Raw records:

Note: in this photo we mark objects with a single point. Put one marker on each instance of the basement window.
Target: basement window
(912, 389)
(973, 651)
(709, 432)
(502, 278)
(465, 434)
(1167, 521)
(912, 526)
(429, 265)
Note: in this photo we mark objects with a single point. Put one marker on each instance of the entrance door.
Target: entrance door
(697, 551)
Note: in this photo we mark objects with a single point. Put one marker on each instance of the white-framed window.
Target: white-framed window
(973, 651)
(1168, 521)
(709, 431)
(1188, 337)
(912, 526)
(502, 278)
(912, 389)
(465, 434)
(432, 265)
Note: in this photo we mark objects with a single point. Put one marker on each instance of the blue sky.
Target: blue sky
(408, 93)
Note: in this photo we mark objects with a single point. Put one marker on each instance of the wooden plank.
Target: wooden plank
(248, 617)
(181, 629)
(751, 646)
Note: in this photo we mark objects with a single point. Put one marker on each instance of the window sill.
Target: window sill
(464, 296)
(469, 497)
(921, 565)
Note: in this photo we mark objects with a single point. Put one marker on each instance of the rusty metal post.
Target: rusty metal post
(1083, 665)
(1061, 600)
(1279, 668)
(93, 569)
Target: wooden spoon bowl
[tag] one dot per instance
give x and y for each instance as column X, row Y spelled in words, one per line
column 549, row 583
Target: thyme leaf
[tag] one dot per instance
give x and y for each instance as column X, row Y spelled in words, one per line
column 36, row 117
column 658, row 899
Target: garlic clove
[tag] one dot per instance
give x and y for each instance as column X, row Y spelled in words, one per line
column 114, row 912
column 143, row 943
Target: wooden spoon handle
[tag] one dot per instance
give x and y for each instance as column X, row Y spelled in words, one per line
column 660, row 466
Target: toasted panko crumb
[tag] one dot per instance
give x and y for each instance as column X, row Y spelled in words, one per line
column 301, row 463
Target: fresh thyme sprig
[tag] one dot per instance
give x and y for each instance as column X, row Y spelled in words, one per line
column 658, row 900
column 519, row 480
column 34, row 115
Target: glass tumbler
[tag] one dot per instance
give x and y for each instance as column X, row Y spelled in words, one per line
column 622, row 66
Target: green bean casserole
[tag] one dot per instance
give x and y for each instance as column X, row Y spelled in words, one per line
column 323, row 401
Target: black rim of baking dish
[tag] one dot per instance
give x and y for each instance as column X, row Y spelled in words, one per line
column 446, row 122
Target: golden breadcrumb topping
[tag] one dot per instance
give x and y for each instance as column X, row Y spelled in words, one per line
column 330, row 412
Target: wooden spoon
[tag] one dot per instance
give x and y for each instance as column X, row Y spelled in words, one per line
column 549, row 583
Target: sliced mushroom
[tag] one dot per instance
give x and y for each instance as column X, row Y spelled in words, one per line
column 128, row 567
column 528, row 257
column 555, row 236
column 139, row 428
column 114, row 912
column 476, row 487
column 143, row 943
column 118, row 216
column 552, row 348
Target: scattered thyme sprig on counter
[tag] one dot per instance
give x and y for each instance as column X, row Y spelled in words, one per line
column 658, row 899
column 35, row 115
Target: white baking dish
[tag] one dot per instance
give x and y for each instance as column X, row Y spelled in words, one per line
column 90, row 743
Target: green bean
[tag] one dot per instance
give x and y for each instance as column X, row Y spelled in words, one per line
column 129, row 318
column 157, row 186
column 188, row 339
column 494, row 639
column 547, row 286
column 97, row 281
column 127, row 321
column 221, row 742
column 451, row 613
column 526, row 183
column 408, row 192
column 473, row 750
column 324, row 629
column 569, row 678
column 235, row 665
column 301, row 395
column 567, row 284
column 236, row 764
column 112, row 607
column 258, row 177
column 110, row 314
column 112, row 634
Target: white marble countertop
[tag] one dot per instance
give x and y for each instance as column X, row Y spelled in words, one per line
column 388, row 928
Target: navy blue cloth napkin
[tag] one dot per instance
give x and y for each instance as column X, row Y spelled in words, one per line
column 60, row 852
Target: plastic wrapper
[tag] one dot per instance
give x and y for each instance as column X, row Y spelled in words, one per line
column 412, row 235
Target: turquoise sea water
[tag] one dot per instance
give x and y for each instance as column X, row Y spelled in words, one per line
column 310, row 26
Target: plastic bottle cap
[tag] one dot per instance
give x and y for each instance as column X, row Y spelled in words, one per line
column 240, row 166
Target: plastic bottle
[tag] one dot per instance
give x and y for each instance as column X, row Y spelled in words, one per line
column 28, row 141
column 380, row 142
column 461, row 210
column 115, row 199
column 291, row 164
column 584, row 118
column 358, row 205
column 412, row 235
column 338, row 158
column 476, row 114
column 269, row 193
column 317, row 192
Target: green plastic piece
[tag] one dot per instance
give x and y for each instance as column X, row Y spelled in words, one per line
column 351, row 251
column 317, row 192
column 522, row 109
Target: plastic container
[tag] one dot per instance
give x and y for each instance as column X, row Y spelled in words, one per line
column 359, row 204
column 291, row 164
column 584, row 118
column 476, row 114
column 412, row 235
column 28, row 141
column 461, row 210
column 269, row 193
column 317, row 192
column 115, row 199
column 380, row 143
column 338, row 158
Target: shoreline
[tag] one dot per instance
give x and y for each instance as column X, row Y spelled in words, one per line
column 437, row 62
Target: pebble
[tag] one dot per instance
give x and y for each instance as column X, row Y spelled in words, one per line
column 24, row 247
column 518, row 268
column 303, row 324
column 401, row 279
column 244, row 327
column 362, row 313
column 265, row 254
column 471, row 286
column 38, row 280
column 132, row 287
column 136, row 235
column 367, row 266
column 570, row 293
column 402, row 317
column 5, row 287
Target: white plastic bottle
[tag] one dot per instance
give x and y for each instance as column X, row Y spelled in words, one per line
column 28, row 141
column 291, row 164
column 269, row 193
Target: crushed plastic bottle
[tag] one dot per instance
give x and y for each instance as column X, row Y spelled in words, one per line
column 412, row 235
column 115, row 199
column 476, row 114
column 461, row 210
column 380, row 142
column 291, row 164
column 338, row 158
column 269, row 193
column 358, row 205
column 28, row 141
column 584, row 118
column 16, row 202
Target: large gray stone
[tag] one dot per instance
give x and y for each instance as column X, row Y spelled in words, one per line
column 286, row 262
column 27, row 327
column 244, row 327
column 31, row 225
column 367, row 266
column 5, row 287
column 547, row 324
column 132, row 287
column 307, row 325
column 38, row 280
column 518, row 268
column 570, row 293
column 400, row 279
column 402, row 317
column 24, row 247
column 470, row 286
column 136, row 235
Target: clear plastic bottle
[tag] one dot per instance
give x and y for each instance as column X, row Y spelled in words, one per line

Your task: Please render everything from the start of the items down to the line containing "column 301, row 463" (both included) as a Markdown table with the columns Number and Entry, giving each line its row number and leaving out blank lines.

Result below:
| Number | Entry |
|---|---|
| 1 | Note: in this photo we mark objects with a single point. Put one marker on each instance of the basement window. |
| 2 | Target: basement window |
| 3 | (912, 389) |
| 4 | (973, 651) |
| 5 | (709, 432) |
| 6 | (502, 278) |
| 7 | (465, 434) |
| 8 | (1167, 521) |
| 9 | (912, 526) |
| 10 | (429, 265) |
| 11 | Note: in this photo we mark objects with a single point. Put one marker on each instance of the entrance door. |
| 12 | Target: entrance door |
| 13 | (697, 551) |
| 14 | Note: in this photo we mark objects with a single point. Put one marker on each instance of the white-framed window. |
| 15 | Target: white-framed window |
| 16 | (973, 651) |
| 17 | (1168, 521) |
| 18 | (709, 431) |
| 19 | (1188, 337) |
| 20 | (912, 526) |
| 21 | (502, 278) |
| 22 | (912, 389) |
| 23 | (465, 434) |
| 24 | (432, 265) |
| 25 | Note: in this photo we mark objects with a single point. Put one marker on each instance of the blue sky. |
| 26 | Target: blue sky |
| 27 | (408, 93) |
| 28 | Note: in this photo we mark objects with a single point. Put one marker on each instance of the wooden plank. |
| 29 | Target: wooden plank |
| 30 | (248, 617) |
| 31 | (181, 629) |
| 32 | (751, 646) |
| 33 | Note: in this photo we mark objects with a single point. Put one marker on each instance of the window sill. |
| 34 | Target: window sill |
| 35 | (464, 296) |
| 36 | (469, 497) |
| 37 | (921, 565) |
| 38 | Note: in this photo we mark objects with a single point. Put one marker on each instance of the rusty metal post. |
| 39 | Target: rusty metal post |
| 40 | (1083, 665) |
| 41 | (1061, 600) |
| 42 | (1279, 668) |
| 43 | (93, 569) |
| 44 | Target: wooden spoon bowl |
| 45 | [tag] one dot per instance |
| 46 | give x and y for each instance as column X, row Y spelled in words, one per line |
| 47 | column 549, row 583 |
| 48 | Target: thyme leaf |
| 49 | [tag] one dot per instance |
| 50 | give x and y for each instance as column X, row Y spelled in words, one per line |
| 51 | column 36, row 117 |
| 52 | column 658, row 899 |
| 53 | Target: garlic clove |
| 54 | [tag] one dot per instance |
| 55 | give x and y for each instance as column X, row Y spelled in words, one per line |
| 56 | column 114, row 912 |
| 57 | column 143, row 943 |
| 58 | Target: wooden spoon handle |
| 59 | [tag] one dot per instance |
| 60 | give x and y for each instance as column X, row Y spelled in words, one per line |
| 61 | column 660, row 466 |
| 62 | Target: toasted panko crumb |
| 63 | [tag] one dot per instance |
| 64 | give x and y for each instance as column X, row Y spelled in words, one per line |
| 65 | column 301, row 463 |